--- STATED TASK ---
Find every line in the entries below that contains the word "climbing" and copy each one. Case counts.

--- DATA PROVIDED ---
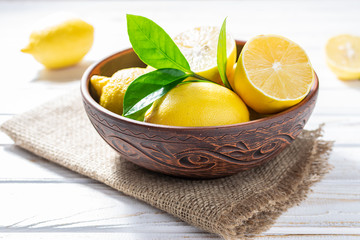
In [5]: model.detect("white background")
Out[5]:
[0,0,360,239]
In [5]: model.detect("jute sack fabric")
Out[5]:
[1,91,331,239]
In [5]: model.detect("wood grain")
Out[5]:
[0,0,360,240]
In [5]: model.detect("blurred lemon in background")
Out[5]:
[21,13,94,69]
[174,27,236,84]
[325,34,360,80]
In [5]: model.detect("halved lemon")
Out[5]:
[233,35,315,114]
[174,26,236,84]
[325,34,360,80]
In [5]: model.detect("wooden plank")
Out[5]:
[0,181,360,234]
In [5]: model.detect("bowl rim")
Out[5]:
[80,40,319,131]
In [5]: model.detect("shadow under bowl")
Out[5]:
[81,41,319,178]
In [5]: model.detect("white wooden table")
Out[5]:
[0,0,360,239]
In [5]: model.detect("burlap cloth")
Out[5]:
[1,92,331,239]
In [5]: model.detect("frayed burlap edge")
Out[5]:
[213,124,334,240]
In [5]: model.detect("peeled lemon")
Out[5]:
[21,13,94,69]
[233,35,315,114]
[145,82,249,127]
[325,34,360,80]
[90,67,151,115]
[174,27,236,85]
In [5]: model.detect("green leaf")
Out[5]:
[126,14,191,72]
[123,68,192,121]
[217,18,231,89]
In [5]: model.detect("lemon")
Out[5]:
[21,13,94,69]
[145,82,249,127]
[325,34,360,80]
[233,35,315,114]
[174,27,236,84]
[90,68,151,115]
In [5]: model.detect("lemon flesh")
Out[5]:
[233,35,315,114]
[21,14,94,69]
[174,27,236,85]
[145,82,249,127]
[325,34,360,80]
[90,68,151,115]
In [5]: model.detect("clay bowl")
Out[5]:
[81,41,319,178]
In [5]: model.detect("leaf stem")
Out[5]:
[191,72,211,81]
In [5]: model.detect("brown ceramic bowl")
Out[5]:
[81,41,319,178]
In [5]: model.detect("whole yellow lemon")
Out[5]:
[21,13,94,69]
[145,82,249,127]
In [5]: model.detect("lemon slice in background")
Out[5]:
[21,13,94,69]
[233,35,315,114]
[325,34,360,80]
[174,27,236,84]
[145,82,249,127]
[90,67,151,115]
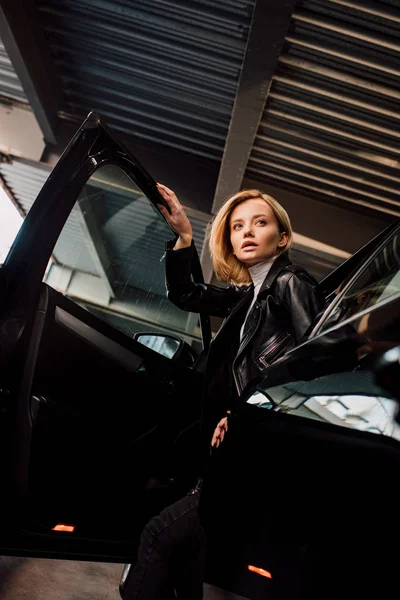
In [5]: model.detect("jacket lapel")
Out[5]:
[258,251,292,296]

---

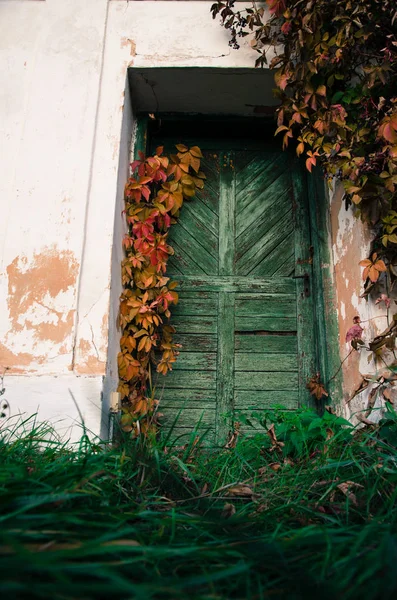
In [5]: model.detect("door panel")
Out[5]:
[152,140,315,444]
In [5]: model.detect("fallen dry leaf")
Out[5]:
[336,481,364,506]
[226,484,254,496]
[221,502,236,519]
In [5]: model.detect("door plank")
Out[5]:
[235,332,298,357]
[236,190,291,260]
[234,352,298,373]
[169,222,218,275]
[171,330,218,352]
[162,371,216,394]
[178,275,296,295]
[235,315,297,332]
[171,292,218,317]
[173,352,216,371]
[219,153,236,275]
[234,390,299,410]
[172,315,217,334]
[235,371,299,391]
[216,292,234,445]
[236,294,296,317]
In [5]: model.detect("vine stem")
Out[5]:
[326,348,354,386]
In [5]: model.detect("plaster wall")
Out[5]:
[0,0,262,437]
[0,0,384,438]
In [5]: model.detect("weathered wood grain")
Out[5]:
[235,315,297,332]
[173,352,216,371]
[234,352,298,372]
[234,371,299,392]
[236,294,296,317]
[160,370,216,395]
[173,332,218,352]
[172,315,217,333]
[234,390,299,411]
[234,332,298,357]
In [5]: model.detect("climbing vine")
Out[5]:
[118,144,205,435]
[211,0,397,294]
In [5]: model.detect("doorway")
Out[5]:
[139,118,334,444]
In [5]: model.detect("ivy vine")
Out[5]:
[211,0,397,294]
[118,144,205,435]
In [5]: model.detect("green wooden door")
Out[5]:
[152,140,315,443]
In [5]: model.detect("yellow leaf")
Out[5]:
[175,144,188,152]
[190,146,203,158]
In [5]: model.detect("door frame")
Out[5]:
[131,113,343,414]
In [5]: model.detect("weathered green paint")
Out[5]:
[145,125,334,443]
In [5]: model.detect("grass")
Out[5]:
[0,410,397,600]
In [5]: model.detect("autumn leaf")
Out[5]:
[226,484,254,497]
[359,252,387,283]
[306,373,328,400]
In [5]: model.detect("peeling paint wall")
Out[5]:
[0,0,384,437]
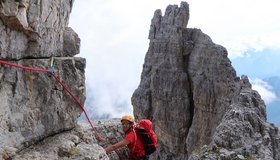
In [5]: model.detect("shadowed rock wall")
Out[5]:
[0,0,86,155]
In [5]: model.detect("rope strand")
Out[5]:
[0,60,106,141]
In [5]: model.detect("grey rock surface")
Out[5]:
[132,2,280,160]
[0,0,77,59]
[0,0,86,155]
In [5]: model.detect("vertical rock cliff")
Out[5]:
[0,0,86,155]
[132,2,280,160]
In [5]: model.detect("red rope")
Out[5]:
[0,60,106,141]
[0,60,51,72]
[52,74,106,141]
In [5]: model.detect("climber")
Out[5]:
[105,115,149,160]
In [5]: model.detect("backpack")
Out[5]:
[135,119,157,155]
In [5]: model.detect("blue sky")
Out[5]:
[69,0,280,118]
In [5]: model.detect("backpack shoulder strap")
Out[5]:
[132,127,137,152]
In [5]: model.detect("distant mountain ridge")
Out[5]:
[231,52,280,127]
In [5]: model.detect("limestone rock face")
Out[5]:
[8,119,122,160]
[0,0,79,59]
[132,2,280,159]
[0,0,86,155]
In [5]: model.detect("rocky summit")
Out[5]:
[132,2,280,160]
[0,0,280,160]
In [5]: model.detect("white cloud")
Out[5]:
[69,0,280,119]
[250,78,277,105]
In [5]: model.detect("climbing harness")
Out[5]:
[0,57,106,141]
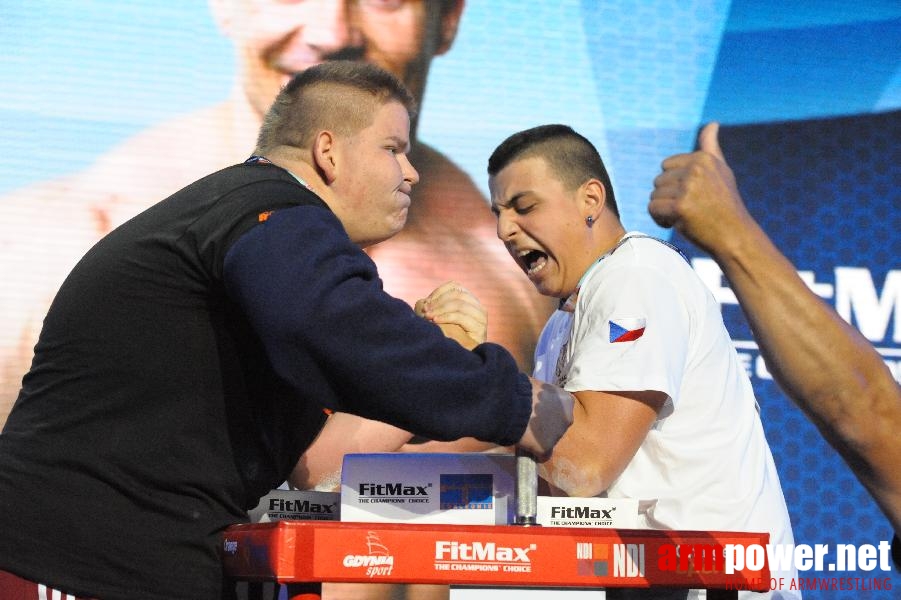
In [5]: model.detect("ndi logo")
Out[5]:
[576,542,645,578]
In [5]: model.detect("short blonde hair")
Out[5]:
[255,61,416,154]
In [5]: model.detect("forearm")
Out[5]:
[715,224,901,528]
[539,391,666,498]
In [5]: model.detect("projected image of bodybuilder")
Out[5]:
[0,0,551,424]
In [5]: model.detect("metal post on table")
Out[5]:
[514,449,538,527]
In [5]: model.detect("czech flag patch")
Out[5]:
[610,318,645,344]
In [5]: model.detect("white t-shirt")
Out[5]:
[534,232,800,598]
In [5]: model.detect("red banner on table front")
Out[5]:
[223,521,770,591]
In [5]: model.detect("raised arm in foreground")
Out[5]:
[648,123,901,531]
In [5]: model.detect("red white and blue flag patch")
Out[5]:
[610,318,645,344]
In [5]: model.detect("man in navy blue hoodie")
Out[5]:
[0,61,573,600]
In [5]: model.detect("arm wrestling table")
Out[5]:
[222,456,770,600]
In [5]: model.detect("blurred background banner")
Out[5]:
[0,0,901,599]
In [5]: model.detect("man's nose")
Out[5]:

--- RESULT OF THE EXERCISE ---
In [5]: model.detect("climbing vine")
In [5]: model.detect("climbing harness")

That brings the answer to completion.